WHAT THIS TASK INVOLVES → Transcribe the records exactly from the line with "Exercise. Put one marker on every instance of the chimney" to the end, both included.
━━━ RECORDS TO PROCESS
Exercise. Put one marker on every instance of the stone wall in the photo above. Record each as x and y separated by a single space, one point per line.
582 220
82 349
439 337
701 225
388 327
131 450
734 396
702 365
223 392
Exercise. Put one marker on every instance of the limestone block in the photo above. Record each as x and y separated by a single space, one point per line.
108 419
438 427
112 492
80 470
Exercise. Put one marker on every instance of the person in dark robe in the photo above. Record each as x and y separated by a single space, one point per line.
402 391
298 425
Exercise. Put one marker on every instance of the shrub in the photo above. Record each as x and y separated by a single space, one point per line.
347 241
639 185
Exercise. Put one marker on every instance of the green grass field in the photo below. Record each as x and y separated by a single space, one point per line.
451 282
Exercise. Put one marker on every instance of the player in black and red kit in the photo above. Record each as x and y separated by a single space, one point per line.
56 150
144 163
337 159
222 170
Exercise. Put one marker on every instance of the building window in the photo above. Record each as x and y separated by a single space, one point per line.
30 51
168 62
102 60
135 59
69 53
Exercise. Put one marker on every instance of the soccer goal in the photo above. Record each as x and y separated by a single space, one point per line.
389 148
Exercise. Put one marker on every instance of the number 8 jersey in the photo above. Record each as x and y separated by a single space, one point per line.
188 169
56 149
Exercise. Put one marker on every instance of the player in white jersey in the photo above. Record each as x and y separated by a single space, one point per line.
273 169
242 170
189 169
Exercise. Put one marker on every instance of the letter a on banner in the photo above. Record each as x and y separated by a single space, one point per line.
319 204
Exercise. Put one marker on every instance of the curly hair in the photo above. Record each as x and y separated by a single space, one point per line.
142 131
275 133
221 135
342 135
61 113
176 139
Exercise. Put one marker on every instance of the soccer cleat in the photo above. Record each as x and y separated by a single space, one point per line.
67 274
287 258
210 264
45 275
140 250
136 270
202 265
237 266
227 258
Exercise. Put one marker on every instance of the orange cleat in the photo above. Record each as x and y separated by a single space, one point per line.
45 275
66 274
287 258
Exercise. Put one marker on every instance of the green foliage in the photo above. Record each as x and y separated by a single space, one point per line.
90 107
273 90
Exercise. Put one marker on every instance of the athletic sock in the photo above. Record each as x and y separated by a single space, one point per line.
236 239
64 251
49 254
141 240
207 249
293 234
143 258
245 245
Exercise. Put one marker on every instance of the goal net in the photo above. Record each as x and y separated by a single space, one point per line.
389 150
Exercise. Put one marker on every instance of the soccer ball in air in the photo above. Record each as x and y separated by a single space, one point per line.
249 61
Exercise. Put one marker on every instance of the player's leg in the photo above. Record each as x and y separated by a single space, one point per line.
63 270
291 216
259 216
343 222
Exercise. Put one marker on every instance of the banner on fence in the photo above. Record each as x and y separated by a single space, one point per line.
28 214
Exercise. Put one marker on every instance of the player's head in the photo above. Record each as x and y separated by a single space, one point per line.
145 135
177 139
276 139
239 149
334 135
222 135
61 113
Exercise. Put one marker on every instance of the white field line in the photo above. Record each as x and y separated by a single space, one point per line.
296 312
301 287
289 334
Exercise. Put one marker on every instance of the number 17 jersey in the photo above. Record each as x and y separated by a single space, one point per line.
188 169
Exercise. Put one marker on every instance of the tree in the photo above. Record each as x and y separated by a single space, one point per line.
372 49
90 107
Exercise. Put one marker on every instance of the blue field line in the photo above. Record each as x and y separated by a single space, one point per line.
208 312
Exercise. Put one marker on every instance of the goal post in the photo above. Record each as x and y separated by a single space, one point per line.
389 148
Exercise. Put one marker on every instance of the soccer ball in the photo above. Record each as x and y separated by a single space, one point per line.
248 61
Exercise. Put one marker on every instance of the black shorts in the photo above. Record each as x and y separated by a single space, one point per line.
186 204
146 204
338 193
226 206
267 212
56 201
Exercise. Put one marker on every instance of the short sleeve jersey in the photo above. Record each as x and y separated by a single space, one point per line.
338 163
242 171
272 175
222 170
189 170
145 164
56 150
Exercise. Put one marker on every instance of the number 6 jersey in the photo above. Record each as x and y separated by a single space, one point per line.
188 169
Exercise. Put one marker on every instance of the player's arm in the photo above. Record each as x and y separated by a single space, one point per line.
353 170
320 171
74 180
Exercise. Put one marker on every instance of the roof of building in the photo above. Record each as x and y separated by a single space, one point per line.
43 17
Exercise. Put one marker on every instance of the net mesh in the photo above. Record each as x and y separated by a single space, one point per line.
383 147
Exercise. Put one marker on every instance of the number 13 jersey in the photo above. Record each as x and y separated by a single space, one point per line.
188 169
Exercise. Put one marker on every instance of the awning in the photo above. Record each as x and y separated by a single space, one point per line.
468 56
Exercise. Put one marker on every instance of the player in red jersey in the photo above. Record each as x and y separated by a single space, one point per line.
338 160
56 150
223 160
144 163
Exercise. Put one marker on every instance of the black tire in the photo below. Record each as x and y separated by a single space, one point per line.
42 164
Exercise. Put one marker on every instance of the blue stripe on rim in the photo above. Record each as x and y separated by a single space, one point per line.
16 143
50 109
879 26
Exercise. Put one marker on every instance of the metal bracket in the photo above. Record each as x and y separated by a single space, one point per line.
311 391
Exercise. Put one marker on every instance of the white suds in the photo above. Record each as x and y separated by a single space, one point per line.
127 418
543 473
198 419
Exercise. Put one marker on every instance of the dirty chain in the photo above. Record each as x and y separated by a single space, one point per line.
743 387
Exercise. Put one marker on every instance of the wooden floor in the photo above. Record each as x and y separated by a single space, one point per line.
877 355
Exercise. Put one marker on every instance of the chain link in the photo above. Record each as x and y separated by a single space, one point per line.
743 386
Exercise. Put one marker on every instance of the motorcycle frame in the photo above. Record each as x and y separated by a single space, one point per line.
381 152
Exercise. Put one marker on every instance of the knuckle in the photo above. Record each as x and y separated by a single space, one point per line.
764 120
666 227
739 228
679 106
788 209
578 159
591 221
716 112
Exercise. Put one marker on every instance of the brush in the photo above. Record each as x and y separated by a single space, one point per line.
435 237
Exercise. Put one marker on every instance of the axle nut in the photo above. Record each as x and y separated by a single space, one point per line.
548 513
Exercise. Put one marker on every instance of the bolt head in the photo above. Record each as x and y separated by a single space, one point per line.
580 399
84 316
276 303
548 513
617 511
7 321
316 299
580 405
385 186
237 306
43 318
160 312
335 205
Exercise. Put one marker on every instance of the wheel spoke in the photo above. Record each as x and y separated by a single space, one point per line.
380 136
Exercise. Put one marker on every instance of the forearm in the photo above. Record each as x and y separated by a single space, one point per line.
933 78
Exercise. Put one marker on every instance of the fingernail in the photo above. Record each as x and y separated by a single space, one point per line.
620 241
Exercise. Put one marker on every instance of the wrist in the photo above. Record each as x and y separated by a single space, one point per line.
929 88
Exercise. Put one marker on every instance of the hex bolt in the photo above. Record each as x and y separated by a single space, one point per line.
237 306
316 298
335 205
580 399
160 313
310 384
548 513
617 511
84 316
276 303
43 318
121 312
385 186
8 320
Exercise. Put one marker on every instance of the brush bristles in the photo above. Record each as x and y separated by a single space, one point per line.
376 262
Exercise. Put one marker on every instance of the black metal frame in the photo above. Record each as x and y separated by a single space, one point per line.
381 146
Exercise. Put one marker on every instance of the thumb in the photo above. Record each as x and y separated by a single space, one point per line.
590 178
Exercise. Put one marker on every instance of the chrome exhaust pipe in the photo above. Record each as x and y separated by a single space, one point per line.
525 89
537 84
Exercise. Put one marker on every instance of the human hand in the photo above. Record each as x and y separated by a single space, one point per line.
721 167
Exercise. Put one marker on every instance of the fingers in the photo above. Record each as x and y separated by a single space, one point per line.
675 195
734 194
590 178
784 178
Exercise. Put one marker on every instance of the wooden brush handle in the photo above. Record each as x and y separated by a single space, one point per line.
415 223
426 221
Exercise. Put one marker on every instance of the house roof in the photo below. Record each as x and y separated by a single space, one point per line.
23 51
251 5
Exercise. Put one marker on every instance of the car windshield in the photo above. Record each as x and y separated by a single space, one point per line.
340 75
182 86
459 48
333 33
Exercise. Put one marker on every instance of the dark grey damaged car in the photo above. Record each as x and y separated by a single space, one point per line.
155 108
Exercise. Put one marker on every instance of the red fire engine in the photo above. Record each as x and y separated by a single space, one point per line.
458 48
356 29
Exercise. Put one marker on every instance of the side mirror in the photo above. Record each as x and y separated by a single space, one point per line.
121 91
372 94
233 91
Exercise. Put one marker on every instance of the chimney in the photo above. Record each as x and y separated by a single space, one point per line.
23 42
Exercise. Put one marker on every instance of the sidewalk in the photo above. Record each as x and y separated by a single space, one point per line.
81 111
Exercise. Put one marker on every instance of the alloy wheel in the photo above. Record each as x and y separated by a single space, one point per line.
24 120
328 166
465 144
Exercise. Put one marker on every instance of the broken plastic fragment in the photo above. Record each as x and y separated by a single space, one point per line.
━━━━━━
RESULT OF THIS TASK →
Exercise. Put one marker on every instance of the chimney in the photo above. Record each as x and y separated by a single space, one point per line.
23 42
Exercise. Put one marker on every instance of the sidewalk in the photo above. Record each as x and y separated by a single space, one point per line.
81 111
Exercise. Put one marker on every instance of the alloy wheel in the photo above. Record each as x and y separated by a single space, one point per line.
24 120
328 166
465 144
Exercise. Put one marker on every instance of the broken plastic fragment in the photo above. Record each as x and y separated by a single space, one point per line.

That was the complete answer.